ASSIGNED TASK
For the string "below", state the number of lines in the data that contain it, and nothing else.

Stored data entries
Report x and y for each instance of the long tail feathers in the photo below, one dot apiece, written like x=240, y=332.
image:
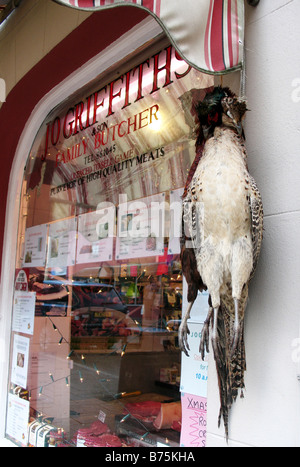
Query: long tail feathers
x=230, y=369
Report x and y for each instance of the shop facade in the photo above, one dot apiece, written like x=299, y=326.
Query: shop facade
x=91, y=250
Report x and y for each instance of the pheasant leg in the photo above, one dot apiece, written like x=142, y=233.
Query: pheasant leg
x=204, y=342
x=237, y=329
x=215, y=338
x=184, y=331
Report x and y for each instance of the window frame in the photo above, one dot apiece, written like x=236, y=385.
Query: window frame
x=145, y=32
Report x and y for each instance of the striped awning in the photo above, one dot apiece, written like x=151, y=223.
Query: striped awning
x=208, y=34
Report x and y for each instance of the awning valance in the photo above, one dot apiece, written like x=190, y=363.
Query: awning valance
x=208, y=34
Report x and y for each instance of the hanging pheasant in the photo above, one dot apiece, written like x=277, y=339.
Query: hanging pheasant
x=222, y=236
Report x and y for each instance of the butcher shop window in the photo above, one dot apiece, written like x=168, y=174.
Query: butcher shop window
x=98, y=284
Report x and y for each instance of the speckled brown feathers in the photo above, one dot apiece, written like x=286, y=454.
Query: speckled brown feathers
x=223, y=223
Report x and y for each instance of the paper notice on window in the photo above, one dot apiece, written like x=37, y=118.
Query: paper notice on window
x=95, y=236
x=175, y=221
x=194, y=416
x=17, y=419
x=193, y=369
x=35, y=246
x=62, y=243
x=23, y=313
x=19, y=369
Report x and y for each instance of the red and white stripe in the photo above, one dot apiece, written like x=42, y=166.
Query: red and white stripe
x=220, y=46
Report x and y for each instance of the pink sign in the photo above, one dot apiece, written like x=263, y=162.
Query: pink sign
x=193, y=431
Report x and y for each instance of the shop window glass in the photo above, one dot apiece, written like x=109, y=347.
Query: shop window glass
x=98, y=286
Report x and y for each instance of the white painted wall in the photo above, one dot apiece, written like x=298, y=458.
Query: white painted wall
x=269, y=414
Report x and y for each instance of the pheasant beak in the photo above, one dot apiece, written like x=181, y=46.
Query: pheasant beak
x=238, y=126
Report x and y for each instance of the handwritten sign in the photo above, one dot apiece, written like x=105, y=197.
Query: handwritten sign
x=194, y=420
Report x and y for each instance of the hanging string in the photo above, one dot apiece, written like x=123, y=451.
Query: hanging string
x=243, y=77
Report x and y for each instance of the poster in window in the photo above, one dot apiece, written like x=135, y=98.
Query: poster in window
x=96, y=236
x=35, y=246
x=17, y=418
x=20, y=361
x=62, y=243
x=23, y=313
x=141, y=227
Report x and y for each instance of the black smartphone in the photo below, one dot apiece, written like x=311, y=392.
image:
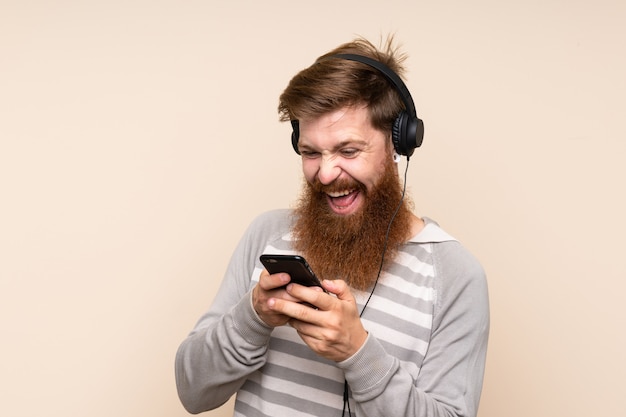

SOLUTION TO THIS PROBLEM
2